EXERCISE REQUIREMENTS —
Nothing before the line containing "If you would be willing to tag the lawn" belongs in the answer; quote that line and all lines after it through the end of the material, word for word.

Stored data
= = = =
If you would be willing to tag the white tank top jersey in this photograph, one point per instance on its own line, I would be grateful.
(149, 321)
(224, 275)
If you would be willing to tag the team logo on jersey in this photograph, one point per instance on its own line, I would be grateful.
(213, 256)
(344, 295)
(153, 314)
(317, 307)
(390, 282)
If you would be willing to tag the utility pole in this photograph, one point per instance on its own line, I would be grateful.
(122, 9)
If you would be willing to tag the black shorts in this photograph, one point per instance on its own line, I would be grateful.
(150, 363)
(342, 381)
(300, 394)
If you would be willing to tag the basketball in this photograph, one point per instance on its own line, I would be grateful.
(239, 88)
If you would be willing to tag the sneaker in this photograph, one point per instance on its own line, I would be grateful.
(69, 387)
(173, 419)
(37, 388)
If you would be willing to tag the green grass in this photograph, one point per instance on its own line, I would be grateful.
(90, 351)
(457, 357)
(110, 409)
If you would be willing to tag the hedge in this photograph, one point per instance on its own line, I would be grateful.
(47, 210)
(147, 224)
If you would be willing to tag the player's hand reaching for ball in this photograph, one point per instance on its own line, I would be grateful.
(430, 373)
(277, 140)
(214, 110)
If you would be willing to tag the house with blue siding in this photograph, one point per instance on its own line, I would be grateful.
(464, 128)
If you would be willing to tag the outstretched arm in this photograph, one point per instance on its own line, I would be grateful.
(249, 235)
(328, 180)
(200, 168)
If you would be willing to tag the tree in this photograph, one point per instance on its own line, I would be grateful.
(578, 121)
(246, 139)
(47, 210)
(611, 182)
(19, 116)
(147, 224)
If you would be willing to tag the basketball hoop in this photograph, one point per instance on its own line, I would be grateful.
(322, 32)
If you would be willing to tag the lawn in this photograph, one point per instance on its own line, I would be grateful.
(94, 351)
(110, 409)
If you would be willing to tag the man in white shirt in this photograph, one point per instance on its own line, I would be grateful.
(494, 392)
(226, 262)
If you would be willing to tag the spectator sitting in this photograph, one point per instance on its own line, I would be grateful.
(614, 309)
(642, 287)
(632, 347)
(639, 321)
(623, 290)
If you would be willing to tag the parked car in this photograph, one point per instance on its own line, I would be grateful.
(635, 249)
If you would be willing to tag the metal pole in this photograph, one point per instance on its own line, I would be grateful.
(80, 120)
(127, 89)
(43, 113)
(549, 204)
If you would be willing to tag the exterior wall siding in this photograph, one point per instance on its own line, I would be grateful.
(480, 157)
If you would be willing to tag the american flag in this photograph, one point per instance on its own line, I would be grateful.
= = = =
THE RESULT —
If you would be willing to tag the lawn in this photograph, one point per instance on its own line, I would be grateful.
(94, 351)
(110, 409)
If you would be willing to tag the man in white shirt in this photograph, one point per instance on its own line, I would be grateful.
(494, 392)
(226, 262)
If you would be willing to tag the spectator sitting in this photograph, one point per instance on its own line, I would be grateful.
(614, 309)
(642, 287)
(632, 347)
(639, 321)
(623, 290)
If you would be willing to tag the parked car in this photograph, one point per instance on its own line, I would be grateful.
(635, 249)
If you would be willing to tag the metal pole in this photograph, one point per instance on its own line, I would be grateful.
(80, 120)
(127, 89)
(43, 113)
(549, 204)
If you would be willing to tag the exterior wall siding in this photograph, one point per instance on its own line, I would be grateful.
(480, 157)
If you would be willing to tag the american flag in this photograph, one point per instance on its own line, I would be grateful.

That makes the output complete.